*TASK OBJECTIVE*
Count the lines of the entries below that contain the string "bush". Give only the number.

Part of a data file:
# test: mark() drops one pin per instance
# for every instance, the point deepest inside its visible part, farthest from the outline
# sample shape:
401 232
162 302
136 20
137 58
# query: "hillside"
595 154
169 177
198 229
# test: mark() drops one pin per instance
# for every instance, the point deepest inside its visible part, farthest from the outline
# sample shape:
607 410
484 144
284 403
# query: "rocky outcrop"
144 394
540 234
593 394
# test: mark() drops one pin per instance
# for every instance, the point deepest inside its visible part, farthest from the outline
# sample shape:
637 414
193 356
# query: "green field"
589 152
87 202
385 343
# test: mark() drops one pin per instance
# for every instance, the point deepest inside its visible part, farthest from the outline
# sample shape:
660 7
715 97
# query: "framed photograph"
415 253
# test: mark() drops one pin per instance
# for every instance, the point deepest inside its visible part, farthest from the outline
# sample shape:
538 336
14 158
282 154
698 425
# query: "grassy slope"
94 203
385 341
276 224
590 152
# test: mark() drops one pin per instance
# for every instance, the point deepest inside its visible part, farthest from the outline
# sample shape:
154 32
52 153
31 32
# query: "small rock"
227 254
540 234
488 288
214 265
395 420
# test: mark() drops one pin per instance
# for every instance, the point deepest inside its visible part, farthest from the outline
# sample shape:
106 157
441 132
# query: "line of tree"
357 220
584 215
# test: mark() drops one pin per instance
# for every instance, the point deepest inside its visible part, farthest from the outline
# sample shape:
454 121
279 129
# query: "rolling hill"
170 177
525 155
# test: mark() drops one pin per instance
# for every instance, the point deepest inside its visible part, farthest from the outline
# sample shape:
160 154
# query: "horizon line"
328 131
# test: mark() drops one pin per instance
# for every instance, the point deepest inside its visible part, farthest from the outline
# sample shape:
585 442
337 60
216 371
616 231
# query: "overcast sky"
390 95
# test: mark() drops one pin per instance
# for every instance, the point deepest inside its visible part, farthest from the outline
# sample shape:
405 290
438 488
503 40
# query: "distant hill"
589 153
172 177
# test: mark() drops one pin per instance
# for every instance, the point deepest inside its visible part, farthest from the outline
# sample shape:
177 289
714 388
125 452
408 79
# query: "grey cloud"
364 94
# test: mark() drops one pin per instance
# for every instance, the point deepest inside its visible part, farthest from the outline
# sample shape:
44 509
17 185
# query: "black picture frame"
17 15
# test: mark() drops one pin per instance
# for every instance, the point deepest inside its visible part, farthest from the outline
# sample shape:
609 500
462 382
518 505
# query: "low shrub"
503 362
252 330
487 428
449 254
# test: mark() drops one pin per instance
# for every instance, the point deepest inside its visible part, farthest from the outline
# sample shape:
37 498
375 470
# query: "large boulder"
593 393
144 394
---
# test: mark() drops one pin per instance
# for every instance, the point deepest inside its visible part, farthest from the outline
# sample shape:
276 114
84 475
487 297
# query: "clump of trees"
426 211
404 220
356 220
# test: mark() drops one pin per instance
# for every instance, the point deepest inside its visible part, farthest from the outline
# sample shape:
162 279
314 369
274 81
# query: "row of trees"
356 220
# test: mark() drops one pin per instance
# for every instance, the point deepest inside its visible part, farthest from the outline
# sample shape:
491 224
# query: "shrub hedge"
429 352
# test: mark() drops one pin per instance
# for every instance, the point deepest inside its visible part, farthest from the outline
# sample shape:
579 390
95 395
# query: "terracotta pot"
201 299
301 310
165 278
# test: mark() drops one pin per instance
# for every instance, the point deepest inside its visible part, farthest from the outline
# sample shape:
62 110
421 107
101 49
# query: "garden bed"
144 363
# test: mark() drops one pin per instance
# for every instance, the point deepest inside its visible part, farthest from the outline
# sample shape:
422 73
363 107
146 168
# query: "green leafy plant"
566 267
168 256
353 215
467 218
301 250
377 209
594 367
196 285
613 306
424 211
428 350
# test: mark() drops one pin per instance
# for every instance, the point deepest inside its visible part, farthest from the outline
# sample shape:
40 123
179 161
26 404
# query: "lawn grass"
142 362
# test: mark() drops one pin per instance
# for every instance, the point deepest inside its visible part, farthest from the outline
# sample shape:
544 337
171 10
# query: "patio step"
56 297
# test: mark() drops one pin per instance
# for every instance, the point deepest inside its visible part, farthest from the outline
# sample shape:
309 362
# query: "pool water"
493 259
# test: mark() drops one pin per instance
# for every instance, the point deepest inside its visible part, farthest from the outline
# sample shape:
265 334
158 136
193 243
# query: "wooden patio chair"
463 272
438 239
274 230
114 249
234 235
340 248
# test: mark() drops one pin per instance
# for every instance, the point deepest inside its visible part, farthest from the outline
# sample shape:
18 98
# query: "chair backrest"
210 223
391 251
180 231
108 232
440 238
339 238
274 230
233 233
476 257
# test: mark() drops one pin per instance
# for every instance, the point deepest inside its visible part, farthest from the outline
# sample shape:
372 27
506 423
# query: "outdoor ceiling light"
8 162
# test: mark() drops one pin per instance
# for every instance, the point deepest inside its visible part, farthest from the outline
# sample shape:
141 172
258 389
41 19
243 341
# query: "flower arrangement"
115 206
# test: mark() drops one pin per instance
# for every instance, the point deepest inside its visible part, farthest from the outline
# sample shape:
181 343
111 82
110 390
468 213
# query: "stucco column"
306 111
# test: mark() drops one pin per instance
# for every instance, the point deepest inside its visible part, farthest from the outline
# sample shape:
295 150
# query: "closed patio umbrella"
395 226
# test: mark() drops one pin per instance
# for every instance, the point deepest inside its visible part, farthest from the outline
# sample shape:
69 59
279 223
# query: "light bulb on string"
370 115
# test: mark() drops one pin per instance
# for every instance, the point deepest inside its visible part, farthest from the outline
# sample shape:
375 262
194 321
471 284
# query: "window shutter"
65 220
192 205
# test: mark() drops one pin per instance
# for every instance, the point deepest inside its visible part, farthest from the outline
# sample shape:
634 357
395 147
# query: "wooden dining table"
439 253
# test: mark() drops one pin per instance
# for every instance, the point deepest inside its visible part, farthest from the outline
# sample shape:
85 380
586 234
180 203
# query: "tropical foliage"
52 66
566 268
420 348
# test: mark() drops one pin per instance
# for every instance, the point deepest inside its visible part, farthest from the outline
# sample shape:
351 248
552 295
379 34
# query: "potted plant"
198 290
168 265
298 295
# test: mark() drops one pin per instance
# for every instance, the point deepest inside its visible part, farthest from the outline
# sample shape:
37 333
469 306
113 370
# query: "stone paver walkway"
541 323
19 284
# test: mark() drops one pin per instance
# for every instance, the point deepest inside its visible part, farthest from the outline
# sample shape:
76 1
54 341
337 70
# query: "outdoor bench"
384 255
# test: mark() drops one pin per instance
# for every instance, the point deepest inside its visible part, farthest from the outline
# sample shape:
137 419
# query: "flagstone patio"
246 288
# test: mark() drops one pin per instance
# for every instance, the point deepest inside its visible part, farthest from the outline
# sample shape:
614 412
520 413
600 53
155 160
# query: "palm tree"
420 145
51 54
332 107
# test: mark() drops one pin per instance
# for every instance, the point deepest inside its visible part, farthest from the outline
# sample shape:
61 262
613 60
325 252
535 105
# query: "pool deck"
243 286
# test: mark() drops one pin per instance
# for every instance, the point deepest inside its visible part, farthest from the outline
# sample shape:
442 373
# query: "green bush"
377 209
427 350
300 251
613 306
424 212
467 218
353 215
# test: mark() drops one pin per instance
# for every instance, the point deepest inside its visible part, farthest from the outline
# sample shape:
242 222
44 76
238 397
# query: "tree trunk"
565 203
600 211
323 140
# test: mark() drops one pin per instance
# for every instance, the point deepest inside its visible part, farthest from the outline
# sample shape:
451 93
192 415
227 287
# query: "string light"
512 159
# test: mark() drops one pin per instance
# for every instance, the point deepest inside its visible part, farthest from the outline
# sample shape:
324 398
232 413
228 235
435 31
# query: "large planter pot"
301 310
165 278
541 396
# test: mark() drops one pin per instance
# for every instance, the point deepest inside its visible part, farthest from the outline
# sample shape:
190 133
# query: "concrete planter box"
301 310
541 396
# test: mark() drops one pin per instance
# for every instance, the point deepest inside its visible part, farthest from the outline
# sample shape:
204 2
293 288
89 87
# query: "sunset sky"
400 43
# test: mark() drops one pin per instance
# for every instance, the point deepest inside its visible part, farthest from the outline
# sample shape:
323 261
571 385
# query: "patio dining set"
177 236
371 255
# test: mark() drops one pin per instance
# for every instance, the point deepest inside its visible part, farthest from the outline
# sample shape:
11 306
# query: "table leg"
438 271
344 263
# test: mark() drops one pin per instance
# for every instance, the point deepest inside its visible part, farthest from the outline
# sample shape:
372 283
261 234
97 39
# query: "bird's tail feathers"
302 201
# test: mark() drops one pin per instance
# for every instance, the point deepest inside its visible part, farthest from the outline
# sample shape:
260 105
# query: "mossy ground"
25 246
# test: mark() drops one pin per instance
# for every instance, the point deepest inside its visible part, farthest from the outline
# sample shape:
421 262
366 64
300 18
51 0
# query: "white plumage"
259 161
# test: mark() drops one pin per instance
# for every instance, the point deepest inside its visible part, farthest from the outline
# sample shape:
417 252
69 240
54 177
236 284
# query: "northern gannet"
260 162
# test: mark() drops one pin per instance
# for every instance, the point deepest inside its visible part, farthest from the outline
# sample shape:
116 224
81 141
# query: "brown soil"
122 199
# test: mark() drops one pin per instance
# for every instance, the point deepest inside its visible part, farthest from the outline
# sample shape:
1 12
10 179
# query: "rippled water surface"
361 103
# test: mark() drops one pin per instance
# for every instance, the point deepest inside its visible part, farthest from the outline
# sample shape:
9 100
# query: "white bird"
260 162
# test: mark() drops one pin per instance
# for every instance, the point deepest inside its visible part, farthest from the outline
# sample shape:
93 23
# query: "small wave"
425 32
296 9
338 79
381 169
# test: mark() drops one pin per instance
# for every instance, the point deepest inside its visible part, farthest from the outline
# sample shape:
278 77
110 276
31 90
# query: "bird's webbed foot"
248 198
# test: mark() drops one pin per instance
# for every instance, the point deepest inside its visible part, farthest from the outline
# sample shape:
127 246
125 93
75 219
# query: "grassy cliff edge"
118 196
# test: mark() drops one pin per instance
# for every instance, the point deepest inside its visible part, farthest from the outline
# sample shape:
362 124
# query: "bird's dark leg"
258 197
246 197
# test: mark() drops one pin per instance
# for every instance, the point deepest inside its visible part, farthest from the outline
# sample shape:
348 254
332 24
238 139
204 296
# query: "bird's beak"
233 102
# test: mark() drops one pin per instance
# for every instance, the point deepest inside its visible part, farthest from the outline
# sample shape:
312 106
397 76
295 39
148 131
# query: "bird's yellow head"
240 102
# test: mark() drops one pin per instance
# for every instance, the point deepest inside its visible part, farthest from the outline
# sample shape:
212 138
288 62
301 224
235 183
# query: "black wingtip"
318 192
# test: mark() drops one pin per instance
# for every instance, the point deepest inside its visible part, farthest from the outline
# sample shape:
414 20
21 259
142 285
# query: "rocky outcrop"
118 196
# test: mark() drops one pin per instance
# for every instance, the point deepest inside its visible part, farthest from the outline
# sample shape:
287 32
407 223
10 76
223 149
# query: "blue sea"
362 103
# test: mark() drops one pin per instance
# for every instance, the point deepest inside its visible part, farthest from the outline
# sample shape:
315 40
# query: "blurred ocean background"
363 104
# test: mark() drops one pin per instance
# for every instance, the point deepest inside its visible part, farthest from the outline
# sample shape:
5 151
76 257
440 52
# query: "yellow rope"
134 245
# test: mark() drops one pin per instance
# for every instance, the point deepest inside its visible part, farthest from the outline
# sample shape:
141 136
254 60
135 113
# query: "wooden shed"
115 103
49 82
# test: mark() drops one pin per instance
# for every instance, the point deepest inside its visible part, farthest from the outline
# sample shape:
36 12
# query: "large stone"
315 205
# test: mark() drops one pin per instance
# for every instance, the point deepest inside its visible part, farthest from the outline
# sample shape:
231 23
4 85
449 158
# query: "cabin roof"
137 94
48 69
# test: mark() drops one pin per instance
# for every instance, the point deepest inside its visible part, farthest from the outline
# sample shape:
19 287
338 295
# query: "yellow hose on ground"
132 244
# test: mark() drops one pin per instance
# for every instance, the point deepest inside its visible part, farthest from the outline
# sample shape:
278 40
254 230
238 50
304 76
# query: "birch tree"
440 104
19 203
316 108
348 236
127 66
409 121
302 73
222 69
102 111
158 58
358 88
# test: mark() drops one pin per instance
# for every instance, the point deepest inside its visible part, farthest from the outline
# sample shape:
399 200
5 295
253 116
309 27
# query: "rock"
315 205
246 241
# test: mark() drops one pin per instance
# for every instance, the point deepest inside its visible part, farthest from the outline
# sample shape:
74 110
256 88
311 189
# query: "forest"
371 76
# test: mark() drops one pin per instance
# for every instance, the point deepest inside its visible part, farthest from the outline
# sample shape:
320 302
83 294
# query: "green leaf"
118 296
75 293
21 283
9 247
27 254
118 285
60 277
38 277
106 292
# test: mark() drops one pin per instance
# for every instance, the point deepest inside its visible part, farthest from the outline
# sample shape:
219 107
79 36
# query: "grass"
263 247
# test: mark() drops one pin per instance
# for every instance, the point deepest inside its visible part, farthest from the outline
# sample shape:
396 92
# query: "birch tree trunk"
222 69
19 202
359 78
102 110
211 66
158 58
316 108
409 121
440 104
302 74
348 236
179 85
--
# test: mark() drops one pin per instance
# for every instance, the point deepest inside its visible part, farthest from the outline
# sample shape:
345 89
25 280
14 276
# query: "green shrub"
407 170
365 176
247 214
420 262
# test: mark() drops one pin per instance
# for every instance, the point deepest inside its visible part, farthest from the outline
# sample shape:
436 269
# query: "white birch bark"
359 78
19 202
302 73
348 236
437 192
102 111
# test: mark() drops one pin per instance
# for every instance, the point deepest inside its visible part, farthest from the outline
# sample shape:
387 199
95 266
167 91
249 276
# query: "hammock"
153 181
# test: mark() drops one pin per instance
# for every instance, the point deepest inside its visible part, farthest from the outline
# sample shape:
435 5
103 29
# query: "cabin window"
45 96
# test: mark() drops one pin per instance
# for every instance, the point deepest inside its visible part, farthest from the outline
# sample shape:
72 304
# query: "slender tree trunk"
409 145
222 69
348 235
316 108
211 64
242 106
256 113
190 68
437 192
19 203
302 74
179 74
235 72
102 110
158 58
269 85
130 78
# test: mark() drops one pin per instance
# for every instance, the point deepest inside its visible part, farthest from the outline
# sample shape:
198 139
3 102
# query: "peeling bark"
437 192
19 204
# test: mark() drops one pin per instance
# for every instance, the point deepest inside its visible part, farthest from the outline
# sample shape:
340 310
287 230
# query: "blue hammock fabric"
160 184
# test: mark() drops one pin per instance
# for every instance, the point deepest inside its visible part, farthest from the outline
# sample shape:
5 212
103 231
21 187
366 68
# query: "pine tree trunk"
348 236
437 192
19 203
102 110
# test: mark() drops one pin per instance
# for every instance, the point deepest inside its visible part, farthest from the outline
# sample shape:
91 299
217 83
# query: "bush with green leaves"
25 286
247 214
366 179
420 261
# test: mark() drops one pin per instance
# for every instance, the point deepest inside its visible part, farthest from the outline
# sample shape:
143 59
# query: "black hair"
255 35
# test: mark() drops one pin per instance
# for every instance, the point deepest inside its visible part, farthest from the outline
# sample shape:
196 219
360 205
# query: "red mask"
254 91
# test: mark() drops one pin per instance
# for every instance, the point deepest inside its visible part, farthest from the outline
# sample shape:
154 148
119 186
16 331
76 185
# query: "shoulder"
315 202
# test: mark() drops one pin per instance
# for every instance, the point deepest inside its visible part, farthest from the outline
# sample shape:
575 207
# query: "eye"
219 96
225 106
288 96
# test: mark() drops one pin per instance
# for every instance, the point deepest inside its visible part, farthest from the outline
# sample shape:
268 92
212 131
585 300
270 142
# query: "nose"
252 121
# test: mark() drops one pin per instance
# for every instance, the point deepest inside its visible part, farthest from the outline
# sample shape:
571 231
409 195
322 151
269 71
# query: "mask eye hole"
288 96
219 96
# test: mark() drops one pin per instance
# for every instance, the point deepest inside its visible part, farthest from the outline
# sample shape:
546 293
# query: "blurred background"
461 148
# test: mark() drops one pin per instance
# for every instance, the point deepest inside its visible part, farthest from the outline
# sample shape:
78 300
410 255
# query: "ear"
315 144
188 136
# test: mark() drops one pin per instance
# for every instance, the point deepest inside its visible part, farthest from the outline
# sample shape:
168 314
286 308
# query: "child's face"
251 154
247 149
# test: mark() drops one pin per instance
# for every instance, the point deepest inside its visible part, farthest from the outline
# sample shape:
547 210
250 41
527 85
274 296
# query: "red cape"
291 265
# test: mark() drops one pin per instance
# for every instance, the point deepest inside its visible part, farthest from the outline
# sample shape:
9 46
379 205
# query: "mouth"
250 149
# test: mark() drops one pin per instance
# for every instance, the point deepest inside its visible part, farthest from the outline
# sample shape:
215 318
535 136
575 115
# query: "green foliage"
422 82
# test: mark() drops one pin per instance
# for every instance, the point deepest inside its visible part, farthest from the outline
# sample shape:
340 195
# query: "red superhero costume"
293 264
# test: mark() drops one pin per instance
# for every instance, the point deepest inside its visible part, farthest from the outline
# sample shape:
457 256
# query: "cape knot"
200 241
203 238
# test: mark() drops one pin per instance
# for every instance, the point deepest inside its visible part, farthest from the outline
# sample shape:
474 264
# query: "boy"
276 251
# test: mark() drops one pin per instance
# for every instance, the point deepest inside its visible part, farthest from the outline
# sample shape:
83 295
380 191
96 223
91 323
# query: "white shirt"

*TASK ANSWER*
2